• Tâche écrite
Présentez l'ensemble des lignes ci-dessous sous forme de liste numérotée, en omettant les lignes vides. Ne reprenez pas les images dans votre réponse.
++++
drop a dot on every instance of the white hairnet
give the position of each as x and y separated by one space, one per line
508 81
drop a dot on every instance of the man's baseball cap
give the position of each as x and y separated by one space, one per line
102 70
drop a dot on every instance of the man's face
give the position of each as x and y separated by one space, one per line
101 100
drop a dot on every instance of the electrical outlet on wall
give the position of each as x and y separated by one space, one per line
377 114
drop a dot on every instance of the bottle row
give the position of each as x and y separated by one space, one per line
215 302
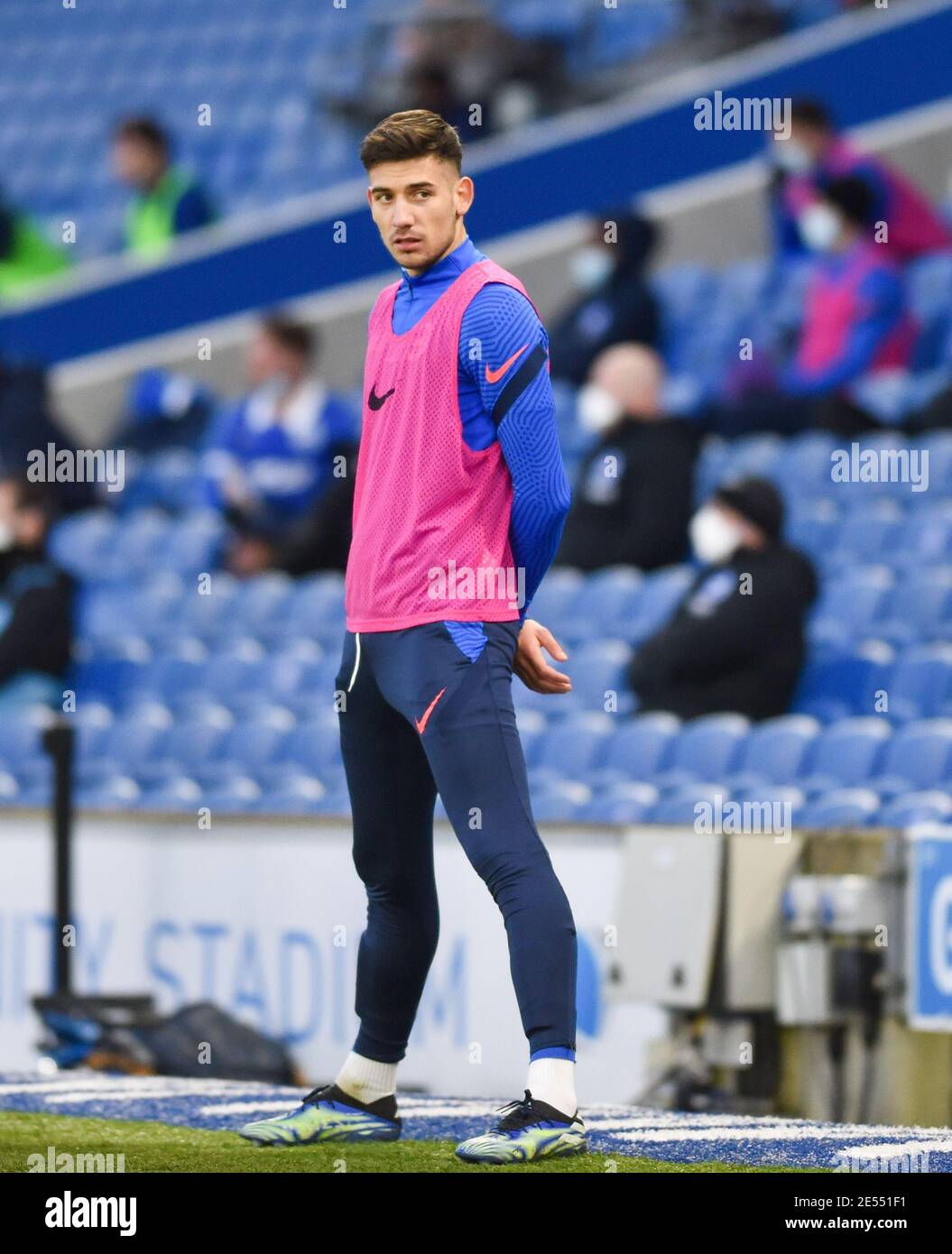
++++
• Résultat de l'exercice
1. drop a dot on every instance of the white hairnet
2. give the position of each as x and y separated by one space, one per line
3. 508 81
4. drop a dot on every instance of the man's baseball cap
5. give the position of each as x and y separated by one space, one per line
6. 102 70
7. drop a dot on every instance of the man's face
8. give the position of each as x and y separated by one space, one per line
9. 101 100
10. drop a dot on every instance of the electrical outlet on wall
11. give the position of each as x and y separated by one space, one per line
12. 377 114
13. drop a dot on every instance of the bottle row
14. give the position of each as x and y separated by one space, one per line
15. 215 302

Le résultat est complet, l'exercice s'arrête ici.